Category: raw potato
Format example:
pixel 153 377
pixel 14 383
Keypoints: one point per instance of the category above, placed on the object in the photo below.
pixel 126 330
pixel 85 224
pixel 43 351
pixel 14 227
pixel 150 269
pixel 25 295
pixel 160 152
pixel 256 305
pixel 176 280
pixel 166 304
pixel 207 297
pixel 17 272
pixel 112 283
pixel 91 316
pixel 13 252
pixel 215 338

..............................

**PROBLEM**: Reproduce the listing above line for line, with no changes.

**RESULT FOR THIS TASK**:
Category: raw potato
Format example:
pixel 153 377
pixel 14 383
Keypoints: one point per instance of the category above, placed on the object in the photo below.
pixel 126 330
pixel 85 224
pixel 43 351
pixel 14 227
pixel 150 269
pixel 25 295
pixel 160 152
pixel 256 305
pixel 176 280
pixel 166 304
pixel 207 297
pixel 17 272
pixel 112 283
pixel 91 316
pixel 13 252
pixel 215 338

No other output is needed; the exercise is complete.